Data items
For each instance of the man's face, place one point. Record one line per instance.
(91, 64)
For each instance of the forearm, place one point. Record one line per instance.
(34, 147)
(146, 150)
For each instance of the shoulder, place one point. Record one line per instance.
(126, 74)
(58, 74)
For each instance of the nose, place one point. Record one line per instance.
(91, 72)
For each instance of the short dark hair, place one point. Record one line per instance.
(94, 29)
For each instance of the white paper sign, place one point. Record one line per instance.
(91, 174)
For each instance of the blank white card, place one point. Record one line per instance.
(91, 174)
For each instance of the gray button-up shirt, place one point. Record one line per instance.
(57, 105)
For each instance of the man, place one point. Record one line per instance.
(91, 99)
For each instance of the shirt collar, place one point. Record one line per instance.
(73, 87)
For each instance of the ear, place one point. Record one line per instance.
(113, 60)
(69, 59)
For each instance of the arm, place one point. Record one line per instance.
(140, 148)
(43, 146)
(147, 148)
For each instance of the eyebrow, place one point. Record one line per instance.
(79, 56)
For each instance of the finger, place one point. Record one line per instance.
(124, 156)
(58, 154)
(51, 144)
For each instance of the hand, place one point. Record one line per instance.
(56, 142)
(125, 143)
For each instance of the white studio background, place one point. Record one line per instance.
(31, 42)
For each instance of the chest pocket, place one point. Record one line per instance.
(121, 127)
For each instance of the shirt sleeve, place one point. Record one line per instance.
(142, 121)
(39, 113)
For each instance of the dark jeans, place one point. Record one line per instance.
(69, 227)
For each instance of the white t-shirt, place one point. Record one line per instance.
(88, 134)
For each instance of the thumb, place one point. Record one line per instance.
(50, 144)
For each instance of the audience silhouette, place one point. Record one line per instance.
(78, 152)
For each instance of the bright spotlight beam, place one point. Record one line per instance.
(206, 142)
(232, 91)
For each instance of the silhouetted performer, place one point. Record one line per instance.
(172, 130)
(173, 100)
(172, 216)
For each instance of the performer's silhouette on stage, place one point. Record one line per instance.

> WORK ITEM
Every line above must be repeated exactly as it appears.

> ANSWER BOX
For each instance of the man's face, place one point. Record one line per instance.
(91, 64)
For each instance of the forearm, place one point. Record one line per instance.
(34, 147)
(146, 150)
For each instance of the shoulder, place one point. Record one line per instance.
(126, 74)
(58, 74)
For each instance of the nose, place one point. Record one line per instance.
(91, 72)
For each instance of the short dark hair, place one point. Record one line per instance.
(94, 29)
For each instance of the white paper sign, place one point. Record one line per instance.
(91, 174)
For each instance of the blank white card, place one point. Record one line per instance.
(91, 174)
For each instance of the gray button-up shirt, place one point. Record one line per instance.
(57, 105)
For each instance of the man, place one point. Record one line per instance.
(91, 99)
For each instance of the shirt collar, place one point. Record one line per instance.
(73, 87)
For each instance of the ear, place one point. Record one line per instance.
(113, 60)
(69, 59)
For each instance of the arm, place one point. Record one line per instance.
(140, 148)
(43, 146)
(147, 148)
For each instance of the eyebrow, place one point. Record one line per instance.
(79, 56)
For each instance of the finger, place one point. Record one line per instance.
(124, 156)
(58, 154)
(51, 144)
For each instance of the hand, place one point. Record one line per instance.
(56, 142)
(125, 143)
For each instance of the white studio background, place one point. Record one line per instance.
(31, 42)
For each instance of the chest pocket, place one point. Record one line per instance.
(121, 127)
For each instance of the shirt sleeve, place one point. Record one line per instance.
(142, 121)
(39, 113)
For each instance of the dark jeans, place one point. Record one line per instance.
(69, 227)
For each instance of the white t-shirt, place one point. Record one line per instance.
(88, 134)
For each instance of the thumb, place one point. Record one line per instance.
(50, 144)
For each instance of the audience silhouette, place one point. Record one line per instance.
(78, 152)
For each instance of the bright spotlight beam, place one point. Record one line per instance.
(206, 142)
(232, 91)
For each instance of the silhouetted performer, place one point. Record one line per instance.
(172, 130)
(173, 100)
(172, 216)
For each instance of the performer's silhouette on stage, place one point. Record one line per instance.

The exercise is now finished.